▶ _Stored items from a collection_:
= = = = = = =
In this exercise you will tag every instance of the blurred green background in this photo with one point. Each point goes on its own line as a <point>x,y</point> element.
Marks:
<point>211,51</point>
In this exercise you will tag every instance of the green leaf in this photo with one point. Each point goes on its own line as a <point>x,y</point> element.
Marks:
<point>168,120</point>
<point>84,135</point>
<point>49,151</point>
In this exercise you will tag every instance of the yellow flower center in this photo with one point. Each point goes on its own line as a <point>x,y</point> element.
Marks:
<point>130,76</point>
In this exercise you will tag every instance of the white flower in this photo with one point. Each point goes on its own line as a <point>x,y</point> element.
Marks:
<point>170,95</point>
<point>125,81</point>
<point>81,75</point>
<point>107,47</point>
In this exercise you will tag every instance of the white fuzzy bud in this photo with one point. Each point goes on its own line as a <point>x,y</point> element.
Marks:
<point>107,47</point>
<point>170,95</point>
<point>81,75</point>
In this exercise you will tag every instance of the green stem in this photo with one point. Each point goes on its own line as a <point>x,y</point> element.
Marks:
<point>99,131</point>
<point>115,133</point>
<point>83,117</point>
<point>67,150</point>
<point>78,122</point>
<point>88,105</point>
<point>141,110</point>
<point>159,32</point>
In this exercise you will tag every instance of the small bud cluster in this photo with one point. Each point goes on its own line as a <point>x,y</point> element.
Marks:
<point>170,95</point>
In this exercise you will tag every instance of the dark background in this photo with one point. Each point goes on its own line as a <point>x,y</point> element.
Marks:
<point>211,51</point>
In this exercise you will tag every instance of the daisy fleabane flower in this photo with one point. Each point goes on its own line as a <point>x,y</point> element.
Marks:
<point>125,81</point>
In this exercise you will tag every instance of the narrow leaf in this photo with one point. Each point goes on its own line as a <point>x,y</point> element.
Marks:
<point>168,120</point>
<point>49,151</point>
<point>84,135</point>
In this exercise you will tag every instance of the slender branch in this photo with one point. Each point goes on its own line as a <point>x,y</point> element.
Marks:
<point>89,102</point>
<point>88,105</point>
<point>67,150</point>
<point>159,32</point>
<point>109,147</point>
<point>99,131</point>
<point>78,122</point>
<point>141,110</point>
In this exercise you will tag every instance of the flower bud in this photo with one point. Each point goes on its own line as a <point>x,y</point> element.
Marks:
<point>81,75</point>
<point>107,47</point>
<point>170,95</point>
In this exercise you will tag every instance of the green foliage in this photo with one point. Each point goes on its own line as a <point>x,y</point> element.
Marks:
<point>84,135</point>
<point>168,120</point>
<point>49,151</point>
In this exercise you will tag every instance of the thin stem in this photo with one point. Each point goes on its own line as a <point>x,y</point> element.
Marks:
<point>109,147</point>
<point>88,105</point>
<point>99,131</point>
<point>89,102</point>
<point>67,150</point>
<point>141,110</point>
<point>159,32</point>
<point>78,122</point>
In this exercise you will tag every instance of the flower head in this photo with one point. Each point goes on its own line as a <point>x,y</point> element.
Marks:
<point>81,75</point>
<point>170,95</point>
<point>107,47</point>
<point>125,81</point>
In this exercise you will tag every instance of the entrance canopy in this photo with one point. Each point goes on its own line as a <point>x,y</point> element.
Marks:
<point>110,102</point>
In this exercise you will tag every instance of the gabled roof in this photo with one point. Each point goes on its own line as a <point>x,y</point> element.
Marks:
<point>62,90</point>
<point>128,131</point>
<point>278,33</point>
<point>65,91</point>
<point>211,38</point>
= = = = = = =
▶ _Task_: Up to and including the last line above, starting with the line that contains "In this exercise you will tag every instance of the entrance", return each line exactly and nothing else.

▶ _Response_:
In this exercise you will tag every instance of the entrance canopy in this photo with one point. Each point goes on its own line as a <point>x,y</point> element.
Marks:
<point>110,102</point>
In this exercise you will tag every instance of the gabled roof in this photo with one point. Each point goes on its own line as a <point>x,y</point> element.
Marks:
<point>62,90</point>
<point>128,131</point>
<point>278,33</point>
<point>65,91</point>
<point>211,38</point>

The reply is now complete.